▶ _Problem to work on_: Write out the records again exactly. Nothing should be dropped.

(Natural language region descriptions)
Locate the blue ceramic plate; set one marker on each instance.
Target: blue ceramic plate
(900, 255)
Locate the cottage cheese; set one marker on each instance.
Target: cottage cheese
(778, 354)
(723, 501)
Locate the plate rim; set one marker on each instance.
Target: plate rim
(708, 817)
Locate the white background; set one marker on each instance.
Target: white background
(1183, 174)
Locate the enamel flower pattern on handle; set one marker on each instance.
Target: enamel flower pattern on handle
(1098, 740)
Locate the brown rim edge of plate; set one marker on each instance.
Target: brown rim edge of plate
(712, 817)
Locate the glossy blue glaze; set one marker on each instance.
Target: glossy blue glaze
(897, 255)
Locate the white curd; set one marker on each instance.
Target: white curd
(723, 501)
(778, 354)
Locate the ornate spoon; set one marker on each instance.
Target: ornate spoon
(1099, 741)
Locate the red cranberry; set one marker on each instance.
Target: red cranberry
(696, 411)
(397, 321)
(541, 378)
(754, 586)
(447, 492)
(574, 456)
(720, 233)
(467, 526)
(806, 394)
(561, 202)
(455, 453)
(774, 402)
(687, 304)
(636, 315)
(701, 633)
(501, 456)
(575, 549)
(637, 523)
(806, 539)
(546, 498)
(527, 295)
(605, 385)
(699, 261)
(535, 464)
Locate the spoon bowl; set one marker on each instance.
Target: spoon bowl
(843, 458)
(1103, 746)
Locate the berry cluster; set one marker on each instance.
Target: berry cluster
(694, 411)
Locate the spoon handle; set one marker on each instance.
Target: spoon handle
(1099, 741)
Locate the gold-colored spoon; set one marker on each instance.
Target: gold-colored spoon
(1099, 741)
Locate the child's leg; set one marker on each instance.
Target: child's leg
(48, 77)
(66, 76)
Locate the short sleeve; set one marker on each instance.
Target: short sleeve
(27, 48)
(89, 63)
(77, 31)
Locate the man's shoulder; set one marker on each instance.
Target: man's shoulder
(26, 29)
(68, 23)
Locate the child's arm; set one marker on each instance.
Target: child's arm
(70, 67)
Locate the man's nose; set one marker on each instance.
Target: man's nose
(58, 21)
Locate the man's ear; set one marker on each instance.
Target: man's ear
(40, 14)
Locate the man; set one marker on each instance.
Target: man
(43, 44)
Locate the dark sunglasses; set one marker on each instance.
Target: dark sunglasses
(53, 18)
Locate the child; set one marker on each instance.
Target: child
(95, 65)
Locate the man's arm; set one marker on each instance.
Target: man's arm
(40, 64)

▶ _Result for this exercise_:
Locate the blue ceramic plate; set one marker on each instance.
Target: blue ceramic plate
(900, 255)
Locate the cottage cheese; set one marker on each instance.
Target: cottage cheese
(778, 354)
(723, 501)
Locate the plate rim; set one marker on each instance.
Target: plate rim
(708, 817)
Locate the white background; set one marker on each instance.
Target: white background
(1183, 174)
Locate the enamel flower pattern on handle; set one marker on each instance.
Target: enamel flower pattern on handle
(1098, 740)
Locate the brown rim edge of plate; set one marker on each instance.
Target: brown rim edge of plate
(712, 817)
Locate the glossy blue glaze; set one marker on each instance.
Target: glossy blue glaze
(897, 255)
Locate the white curd; set one marker on each instance.
Target: white curd
(723, 501)
(778, 354)
Locate the ornate spoon; set one marker on each instance.
Target: ornate spoon
(1099, 741)
Locate the red cranberry; set one marker on each instance.
Target: red cranberry
(696, 411)
(397, 321)
(541, 378)
(754, 586)
(447, 492)
(574, 456)
(720, 233)
(467, 526)
(806, 394)
(561, 202)
(455, 453)
(774, 402)
(687, 304)
(636, 315)
(701, 633)
(501, 456)
(575, 549)
(637, 523)
(806, 539)
(546, 498)
(527, 295)
(605, 385)
(699, 261)
(535, 464)
Locate the spoon bowl; set one marker on each instance.
Target: spoon bowl
(843, 458)
(1103, 746)
Locate the berry cluster; set one marker on each instance.
Target: berry cluster
(694, 411)
Locate the spoon handle; set one marker on each instance.
Target: spoon handle
(1099, 741)
Locate the gold-colored spoon; set one marker on each instance.
Target: gold-colored spoon
(1099, 741)
Locate the child's leg; set one marker on each instance.
Target: child's leg
(48, 77)
(66, 76)
Locate the short sleeve; set one marker on each instance.
Target: short sleeve
(27, 48)
(89, 63)
(77, 31)
Locate the man's shoulder; set one marker on each instance.
Target: man's shoulder
(26, 29)
(68, 23)
Locate the child's arm; set one marker on each instance.
Target: child's arm
(70, 67)
Locate the man's nose; set one marker on each instance.
Target: man's nose
(58, 21)
Locate the man's ear; set one marker on each instance.
Target: man's ear
(40, 14)
Locate the man; set one marker on each instance.
Target: man
(43, 44)
Locate the dark sunglasses; set one marker on each instance.
Target: dark sunglasses
(53, 18)
Locate the child; set one marker on each instance.
Target: child
(95, 65)
Locate the man's arm; set one marker on each instance.
Target: man's arm
(40, 64)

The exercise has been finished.